• [Aim of the task] For the records below, output each line exactly as it appears, from the first through the line with "Identify grey cloud in the frame above.".

(Dataset entries)
Start of Block

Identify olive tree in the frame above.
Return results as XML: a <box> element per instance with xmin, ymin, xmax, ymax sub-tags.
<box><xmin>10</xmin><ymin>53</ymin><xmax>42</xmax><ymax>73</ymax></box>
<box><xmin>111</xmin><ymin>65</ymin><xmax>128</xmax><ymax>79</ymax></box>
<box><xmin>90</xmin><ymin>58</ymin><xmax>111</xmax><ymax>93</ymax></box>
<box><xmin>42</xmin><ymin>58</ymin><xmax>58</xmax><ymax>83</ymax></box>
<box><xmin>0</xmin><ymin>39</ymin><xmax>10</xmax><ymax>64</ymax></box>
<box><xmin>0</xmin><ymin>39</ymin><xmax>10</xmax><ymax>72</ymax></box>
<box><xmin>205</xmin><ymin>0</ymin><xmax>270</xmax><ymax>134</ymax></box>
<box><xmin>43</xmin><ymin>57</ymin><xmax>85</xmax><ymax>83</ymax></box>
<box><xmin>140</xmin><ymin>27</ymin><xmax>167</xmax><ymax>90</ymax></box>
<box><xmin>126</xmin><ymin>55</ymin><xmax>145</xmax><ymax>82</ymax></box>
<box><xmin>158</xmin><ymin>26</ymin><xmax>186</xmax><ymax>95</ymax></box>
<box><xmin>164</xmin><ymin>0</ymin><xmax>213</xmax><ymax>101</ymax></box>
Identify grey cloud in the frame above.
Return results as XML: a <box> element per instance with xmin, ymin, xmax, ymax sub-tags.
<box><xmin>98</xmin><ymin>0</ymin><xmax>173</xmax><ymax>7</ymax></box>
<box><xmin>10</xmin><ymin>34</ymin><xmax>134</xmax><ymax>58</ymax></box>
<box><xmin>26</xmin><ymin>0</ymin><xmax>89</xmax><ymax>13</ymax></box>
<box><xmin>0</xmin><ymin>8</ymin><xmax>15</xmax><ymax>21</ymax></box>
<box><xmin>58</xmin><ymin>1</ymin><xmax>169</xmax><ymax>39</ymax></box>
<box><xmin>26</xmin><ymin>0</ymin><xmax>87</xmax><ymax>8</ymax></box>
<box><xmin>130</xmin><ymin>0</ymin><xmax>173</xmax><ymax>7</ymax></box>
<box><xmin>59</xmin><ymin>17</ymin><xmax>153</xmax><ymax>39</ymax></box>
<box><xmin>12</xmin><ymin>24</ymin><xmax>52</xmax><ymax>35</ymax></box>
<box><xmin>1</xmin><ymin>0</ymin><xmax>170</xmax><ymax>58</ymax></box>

End of Block

• [Output of the exercise]
Identify olive tree in the frame above.
Return results as XML: a <box> element per instance with xmin, ymin, xmax, ymax sub-tags.
<box><xmin>10</xmin><ymin>53</ymin><xmax>42</xmax><ymax>73</ymax></box>
<box><xmin>111</xmin><ymin>65</ymin><xmax>128</xmax><ymax>79</ymax></box>
<box><xmin>90</xmin><ymin>58</ymin><xmax>111</xmax><ymax>93</ymax></box>
<box><xmin>42</xmin><ymin>58</ymin><xmax>58</xmax><ymax>83</ymax></box>
<box><xmin>0</xmin><ymin>39</ymin><xmax>10</xmax><ymax>64</ymax></box>
<box><xmin>0</xmin><ymin>39</ymin><xmax>10</xmax><ymax>72</ymax></box>
<box><xmin>205</xmin><ymin>0</ymin><xmax>270</xmax><ymax>134</ymax></box>
<box><xmin>43</xmin><ymin>57</ymin><xmax>85</xmax><ymax>83</ymax></box>
<box><xmin>140</xmin><ymin>27</ymin><xmax>167</xmax><ymax>90</ymax></box>
<box><xmin>126</xmin><ymin>55</ymin><xmax>145</xmax><ymax>82</ymax></box>
<box><xmin>158</xmin><ymin>26</ymin><xmax>186</xmax><ymax>95</ymax></box>
<box><xmin>164</xmin><ymin>0</ymin><xmax>213</xmax><ymax>101</ymax></box>
Identify grey cloud in the frame above.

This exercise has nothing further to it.